- **Work to be completed**:
Below are records; give the number of their lines that contain "canopy", and only that number.

- **Data to process**:

= = =

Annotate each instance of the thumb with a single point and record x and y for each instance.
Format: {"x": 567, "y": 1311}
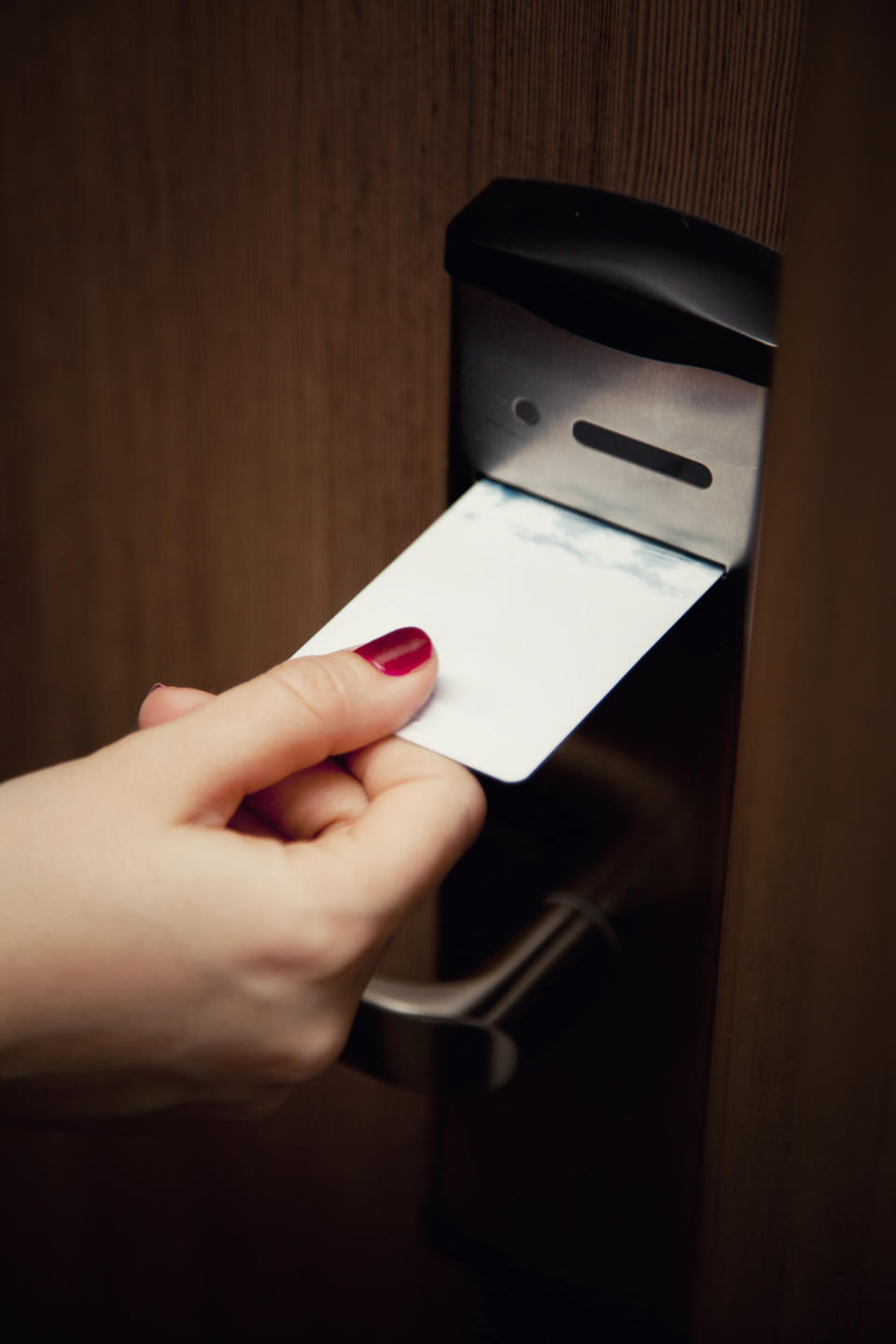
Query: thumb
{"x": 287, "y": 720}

= = =

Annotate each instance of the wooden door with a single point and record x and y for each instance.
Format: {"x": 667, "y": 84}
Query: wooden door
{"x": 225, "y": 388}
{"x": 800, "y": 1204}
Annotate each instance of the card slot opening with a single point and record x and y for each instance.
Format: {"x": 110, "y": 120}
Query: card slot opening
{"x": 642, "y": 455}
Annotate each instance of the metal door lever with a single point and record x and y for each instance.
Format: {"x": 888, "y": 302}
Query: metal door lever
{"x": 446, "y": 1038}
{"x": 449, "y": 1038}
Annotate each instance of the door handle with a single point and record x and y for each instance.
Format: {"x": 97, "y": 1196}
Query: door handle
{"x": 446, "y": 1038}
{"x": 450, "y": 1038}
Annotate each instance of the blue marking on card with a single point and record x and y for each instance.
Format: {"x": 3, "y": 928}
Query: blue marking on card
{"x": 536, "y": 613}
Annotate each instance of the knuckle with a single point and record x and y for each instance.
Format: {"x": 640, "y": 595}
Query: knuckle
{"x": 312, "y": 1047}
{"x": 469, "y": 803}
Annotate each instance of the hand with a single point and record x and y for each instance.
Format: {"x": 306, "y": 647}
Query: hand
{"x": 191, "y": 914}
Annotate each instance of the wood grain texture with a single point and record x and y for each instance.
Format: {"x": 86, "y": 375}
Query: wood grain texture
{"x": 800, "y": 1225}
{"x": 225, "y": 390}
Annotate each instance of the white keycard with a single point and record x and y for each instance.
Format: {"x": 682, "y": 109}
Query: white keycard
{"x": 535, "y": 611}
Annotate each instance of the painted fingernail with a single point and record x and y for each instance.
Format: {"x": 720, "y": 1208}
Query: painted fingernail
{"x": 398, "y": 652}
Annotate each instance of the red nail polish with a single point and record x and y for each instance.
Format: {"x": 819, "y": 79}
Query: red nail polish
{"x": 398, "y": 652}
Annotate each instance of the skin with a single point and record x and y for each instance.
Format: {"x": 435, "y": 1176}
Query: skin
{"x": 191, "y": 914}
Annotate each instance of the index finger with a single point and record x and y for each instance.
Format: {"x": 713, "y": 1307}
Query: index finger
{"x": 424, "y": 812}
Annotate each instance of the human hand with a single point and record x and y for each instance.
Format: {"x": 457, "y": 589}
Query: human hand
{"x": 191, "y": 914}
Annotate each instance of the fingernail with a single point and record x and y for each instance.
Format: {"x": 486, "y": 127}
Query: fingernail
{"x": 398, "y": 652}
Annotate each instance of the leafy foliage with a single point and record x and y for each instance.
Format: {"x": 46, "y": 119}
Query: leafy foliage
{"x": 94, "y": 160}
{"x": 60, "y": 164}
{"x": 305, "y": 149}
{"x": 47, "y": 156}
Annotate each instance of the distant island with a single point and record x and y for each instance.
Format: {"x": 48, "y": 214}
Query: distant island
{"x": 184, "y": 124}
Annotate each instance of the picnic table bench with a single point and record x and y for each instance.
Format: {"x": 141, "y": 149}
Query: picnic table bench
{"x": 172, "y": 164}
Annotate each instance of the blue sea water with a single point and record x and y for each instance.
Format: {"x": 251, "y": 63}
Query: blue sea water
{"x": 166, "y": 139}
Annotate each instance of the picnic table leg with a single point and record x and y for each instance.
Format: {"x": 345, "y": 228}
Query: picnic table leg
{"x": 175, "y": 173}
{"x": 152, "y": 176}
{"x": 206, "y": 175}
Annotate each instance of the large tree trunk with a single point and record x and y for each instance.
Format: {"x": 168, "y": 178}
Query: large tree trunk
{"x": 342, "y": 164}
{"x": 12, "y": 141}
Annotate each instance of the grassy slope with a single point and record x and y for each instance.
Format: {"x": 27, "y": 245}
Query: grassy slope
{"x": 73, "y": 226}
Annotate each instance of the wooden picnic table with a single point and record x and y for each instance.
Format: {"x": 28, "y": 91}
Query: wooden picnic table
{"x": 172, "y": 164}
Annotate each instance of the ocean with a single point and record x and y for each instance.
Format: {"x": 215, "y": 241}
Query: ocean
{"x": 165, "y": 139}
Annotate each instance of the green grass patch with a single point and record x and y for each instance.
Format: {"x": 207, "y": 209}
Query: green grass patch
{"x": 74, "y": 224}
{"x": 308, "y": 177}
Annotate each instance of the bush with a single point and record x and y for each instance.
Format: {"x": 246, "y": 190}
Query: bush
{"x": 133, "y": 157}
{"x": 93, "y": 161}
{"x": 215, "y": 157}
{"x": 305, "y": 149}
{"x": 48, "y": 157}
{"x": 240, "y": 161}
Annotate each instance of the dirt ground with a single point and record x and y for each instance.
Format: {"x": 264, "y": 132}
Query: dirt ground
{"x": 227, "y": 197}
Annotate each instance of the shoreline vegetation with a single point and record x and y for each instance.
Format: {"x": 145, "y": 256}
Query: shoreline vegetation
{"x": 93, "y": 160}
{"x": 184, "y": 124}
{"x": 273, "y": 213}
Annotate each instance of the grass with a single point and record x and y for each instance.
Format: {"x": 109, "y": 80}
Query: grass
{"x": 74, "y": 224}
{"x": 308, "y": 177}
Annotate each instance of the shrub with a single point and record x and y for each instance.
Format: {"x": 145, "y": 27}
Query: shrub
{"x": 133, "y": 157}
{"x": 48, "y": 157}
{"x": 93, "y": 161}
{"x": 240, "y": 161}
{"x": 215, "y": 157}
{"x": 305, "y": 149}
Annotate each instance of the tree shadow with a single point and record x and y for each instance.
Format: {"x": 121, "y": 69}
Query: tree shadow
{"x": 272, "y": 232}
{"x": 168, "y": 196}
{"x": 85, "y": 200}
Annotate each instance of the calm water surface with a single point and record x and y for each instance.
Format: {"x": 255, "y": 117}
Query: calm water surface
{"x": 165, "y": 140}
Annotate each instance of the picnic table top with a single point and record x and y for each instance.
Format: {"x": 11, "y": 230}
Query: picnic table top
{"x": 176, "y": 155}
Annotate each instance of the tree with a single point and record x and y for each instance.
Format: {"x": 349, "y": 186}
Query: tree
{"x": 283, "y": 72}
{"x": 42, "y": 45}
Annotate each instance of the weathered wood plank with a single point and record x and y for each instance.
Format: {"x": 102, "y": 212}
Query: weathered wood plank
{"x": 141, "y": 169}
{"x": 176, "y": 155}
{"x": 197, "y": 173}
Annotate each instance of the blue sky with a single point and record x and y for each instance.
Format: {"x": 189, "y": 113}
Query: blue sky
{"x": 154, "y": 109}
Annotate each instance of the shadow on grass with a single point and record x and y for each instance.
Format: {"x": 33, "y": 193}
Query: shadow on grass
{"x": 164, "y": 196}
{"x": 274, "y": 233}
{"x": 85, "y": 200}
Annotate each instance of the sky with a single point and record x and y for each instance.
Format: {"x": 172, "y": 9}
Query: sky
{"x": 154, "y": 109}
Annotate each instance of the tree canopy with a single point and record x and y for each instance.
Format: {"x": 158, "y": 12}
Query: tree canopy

= = =

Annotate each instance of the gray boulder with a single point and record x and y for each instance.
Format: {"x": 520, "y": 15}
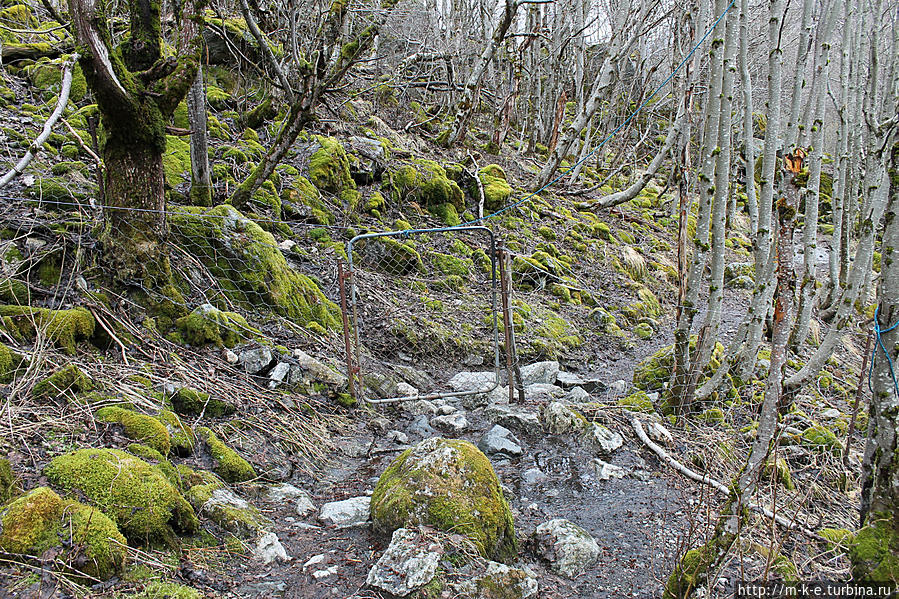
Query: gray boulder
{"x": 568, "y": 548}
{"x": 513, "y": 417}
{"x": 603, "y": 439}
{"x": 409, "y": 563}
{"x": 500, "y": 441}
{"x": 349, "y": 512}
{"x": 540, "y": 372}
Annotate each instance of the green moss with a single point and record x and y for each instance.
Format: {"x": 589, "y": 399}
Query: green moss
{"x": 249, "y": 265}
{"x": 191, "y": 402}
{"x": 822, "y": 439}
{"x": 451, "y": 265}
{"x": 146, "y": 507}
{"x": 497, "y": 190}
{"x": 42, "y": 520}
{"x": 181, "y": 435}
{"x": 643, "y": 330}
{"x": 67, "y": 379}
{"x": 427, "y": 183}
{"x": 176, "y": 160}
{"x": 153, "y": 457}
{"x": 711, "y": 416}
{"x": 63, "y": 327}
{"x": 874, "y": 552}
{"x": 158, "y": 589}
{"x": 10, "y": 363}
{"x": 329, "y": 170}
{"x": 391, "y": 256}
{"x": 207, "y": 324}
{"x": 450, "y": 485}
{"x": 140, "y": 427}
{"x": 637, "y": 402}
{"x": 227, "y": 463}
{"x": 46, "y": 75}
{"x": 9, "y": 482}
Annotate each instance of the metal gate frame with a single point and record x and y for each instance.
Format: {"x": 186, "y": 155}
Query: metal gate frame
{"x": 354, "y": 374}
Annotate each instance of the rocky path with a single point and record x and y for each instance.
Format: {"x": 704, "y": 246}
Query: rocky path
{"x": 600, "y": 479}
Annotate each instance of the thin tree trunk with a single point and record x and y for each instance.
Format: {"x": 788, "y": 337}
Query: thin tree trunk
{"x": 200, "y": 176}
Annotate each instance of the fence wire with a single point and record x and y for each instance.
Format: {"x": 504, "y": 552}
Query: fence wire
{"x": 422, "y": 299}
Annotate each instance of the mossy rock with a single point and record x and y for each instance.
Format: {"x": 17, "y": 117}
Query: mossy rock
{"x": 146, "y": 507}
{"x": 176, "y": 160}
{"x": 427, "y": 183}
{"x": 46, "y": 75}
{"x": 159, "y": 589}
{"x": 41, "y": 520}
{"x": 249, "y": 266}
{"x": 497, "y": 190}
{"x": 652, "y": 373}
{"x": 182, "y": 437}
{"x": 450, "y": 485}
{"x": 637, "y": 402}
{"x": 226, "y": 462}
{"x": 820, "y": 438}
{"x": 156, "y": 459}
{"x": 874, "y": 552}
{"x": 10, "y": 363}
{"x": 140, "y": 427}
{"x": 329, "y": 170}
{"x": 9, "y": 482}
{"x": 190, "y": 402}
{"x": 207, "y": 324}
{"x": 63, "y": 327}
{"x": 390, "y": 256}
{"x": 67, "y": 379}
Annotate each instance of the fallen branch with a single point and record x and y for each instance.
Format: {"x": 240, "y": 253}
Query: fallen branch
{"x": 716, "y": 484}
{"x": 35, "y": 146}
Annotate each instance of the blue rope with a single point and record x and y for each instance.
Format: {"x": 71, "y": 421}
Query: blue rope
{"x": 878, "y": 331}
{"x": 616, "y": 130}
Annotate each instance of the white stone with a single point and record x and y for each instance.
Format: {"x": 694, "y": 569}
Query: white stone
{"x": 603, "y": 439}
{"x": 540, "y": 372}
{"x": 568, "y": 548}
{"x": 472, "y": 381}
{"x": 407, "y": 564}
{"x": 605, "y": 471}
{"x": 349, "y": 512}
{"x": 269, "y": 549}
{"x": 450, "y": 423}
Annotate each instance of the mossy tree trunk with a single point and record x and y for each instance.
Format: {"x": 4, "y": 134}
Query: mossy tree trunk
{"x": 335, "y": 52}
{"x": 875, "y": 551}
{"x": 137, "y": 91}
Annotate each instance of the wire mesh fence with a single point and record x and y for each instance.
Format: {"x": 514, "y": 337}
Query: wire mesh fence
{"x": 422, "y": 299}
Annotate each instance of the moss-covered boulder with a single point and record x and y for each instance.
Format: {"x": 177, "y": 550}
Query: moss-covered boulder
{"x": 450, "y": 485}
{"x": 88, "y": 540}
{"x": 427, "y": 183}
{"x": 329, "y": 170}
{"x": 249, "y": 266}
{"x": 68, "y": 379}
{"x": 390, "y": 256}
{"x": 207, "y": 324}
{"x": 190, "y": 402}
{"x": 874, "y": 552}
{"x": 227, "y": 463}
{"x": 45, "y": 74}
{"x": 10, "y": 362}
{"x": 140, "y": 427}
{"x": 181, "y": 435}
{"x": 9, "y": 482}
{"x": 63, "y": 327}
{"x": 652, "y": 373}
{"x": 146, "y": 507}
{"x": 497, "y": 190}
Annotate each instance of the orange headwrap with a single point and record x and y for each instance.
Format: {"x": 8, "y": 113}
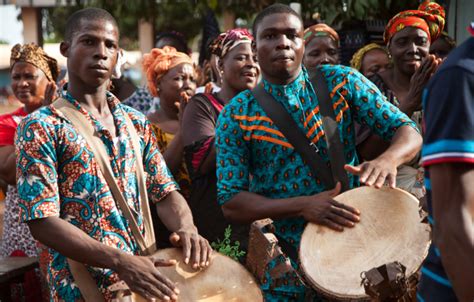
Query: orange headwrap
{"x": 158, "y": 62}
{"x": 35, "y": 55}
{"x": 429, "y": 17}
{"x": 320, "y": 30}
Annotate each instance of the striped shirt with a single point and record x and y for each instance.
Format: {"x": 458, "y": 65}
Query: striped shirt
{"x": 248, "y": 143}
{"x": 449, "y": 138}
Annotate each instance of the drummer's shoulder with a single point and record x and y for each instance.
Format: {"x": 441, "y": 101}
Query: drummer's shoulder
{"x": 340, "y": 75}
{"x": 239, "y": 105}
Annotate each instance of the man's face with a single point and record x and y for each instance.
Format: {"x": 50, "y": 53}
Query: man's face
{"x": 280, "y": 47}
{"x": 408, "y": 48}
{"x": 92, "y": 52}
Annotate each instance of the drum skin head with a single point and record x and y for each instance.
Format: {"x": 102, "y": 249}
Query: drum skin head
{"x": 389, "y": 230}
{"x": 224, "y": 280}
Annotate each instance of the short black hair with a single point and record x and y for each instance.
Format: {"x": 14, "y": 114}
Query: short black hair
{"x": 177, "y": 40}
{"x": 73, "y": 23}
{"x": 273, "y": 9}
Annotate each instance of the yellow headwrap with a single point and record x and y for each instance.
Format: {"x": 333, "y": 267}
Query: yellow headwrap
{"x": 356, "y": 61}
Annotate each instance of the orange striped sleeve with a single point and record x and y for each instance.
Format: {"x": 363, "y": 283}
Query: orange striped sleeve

= = =

- **Exercise output**:
2